◆ TASK REQUIREMENTS
Find each line in the listing below that contains the word "white" and copy those lines out in full.

◆ DATA IN THIS EXERCISE

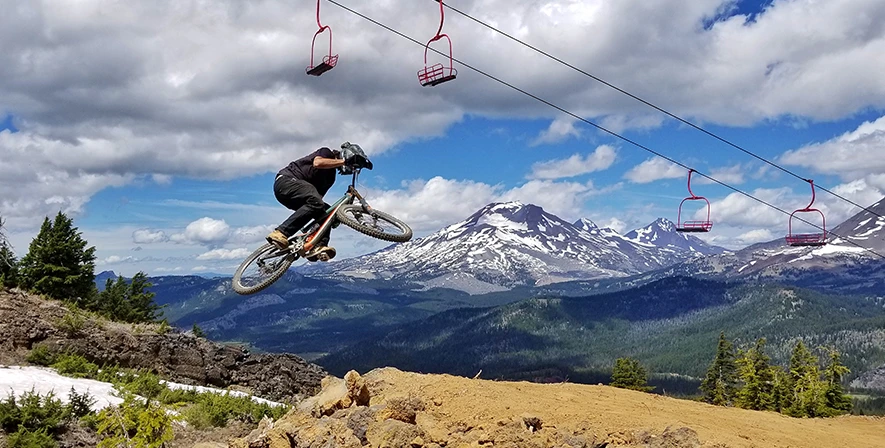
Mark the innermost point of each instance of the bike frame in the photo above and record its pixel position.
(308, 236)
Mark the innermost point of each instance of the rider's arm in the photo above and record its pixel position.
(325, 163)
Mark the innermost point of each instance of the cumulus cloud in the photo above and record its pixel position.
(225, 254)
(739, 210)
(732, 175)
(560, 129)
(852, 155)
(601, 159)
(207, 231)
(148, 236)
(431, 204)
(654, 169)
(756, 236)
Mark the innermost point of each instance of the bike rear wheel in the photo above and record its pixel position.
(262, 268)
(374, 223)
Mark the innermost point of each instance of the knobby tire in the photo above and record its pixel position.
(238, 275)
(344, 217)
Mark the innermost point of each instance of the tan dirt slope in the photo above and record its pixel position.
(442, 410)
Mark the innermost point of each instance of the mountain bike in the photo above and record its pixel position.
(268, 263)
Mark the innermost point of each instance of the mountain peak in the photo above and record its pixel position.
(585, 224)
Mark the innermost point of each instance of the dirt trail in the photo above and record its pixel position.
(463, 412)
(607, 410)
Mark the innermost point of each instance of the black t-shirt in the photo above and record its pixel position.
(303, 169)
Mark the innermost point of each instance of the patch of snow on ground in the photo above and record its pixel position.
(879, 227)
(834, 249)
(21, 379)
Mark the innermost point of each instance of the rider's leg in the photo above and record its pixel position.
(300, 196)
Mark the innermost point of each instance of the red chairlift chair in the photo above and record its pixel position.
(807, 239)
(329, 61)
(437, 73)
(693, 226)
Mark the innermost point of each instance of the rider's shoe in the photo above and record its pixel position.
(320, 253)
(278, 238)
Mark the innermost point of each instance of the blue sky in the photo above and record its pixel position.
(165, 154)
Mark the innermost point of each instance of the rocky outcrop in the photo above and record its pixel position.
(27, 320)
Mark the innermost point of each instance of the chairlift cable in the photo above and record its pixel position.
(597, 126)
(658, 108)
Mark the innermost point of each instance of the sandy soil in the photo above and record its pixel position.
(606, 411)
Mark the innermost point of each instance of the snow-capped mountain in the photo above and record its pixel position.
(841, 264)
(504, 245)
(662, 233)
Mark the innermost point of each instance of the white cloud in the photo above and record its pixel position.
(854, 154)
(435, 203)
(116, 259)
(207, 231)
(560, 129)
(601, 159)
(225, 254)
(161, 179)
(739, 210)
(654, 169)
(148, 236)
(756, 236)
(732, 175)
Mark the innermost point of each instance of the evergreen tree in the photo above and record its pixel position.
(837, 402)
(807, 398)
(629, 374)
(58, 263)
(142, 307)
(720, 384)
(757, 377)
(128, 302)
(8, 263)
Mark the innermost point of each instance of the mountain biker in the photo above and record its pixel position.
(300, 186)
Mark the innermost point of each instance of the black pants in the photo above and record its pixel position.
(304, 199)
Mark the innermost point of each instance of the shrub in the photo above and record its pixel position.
---
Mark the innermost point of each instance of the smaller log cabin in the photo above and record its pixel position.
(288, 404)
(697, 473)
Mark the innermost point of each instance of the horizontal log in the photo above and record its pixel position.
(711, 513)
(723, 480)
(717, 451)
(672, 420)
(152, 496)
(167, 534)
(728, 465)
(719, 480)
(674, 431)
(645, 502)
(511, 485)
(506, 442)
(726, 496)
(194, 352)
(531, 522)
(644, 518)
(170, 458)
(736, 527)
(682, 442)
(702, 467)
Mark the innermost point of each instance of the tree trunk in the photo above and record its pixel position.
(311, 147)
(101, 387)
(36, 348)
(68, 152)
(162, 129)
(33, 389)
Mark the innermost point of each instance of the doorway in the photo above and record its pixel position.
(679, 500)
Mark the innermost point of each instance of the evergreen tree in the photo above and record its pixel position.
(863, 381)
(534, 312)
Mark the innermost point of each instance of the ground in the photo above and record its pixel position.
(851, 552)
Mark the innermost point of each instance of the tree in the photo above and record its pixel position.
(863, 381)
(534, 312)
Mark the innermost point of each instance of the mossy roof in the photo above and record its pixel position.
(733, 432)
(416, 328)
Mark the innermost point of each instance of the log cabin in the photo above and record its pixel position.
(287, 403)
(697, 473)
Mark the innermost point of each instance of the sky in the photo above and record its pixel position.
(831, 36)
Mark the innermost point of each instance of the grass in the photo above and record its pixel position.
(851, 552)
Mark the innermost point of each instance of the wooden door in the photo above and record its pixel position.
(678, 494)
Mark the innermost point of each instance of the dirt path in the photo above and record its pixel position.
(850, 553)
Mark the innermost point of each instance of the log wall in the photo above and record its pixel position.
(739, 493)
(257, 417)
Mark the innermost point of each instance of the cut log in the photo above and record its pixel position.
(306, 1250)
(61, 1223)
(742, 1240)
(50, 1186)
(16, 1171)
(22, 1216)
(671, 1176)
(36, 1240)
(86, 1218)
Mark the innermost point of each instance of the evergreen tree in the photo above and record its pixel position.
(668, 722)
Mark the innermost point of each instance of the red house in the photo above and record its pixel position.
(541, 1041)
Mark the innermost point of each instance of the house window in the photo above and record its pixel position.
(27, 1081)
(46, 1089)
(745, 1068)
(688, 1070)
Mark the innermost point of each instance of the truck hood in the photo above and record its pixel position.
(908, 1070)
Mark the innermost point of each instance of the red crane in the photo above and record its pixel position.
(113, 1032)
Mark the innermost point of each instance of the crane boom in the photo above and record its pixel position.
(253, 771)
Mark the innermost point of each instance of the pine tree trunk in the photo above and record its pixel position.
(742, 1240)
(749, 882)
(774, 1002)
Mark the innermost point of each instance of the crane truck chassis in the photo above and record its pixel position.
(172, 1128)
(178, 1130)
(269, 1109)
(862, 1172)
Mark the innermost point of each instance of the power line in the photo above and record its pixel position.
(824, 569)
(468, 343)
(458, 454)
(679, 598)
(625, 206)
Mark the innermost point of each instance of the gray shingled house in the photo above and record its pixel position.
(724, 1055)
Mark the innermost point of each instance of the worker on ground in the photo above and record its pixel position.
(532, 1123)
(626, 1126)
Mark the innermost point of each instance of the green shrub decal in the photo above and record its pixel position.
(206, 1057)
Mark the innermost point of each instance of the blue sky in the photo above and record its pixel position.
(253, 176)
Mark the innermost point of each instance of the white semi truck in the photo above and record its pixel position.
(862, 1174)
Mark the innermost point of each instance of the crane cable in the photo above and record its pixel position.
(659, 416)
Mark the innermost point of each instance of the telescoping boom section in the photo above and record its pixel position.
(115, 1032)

◆ RESPONSE FOR THIS EXERCISE
Mark the innermost point of each instance of the white cloud in the photo above and record its pixel position.
Mark the innermost point of each instance of the white semi truck in the photo above and record its pixel position.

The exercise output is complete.